What is expected ▸
In the listing below, find each line with the string "bottle" and report it.

Data section ▸

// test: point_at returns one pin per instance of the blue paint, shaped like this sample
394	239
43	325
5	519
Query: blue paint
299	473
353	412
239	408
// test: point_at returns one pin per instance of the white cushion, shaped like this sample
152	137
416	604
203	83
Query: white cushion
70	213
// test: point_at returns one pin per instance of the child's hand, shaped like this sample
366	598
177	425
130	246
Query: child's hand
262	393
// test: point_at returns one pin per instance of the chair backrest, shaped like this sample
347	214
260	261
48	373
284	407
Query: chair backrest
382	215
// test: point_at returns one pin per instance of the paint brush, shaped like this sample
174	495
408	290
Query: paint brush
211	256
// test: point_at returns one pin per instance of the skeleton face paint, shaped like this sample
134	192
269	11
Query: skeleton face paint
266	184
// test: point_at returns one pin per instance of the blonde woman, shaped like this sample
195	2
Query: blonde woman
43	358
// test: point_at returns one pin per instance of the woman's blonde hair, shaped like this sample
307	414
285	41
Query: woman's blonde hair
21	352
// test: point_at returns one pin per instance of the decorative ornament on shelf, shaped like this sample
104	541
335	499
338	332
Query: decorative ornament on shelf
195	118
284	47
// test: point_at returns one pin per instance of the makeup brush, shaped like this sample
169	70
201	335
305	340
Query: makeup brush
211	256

* * *

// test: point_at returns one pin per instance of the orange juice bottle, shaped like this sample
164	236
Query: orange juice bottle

Exercise solution ▸
// test: point_at returns one pin per instance of the orange juice bottle, shaped like this sample
Query: orange juice bottle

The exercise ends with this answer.